- [WHAT TO DO]:
Show every line of the material below that contains the string "hand". Case counts, so match only that exact capitalization.

- [MATERIAL SUPPLIED]:
::::::

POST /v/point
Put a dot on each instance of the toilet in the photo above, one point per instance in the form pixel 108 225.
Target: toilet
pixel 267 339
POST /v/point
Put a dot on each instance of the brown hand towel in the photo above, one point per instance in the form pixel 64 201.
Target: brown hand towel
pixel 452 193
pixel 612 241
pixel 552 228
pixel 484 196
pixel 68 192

::::::

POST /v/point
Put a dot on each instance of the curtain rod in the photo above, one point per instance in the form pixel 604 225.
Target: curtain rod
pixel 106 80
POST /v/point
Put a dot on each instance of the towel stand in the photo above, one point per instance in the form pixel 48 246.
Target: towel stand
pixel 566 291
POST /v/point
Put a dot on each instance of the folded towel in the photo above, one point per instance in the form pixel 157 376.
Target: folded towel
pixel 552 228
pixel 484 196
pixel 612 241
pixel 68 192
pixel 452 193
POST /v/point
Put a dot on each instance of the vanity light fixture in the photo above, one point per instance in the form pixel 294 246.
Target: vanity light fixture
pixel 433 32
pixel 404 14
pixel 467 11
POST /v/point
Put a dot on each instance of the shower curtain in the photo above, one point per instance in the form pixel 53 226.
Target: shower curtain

::::::

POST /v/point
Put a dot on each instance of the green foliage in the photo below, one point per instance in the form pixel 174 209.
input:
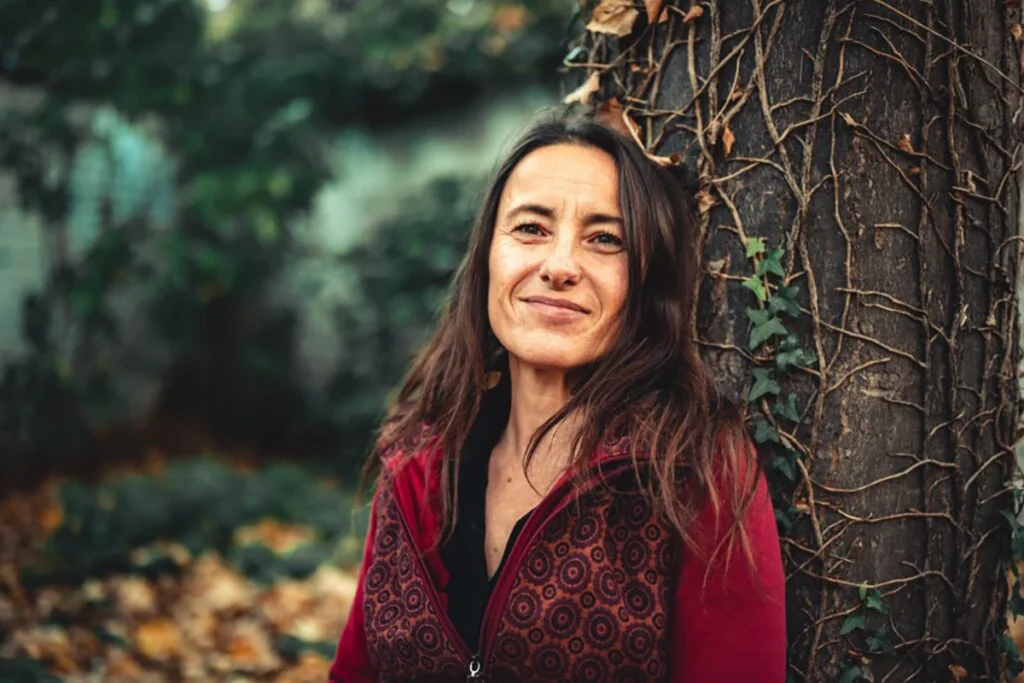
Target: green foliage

::::::

- [THE OUTPUT]:
Put a dot on each instance of the brown hand towel in the photo above, one point per instance in the form pixel 64 201.
Target: brown hand towel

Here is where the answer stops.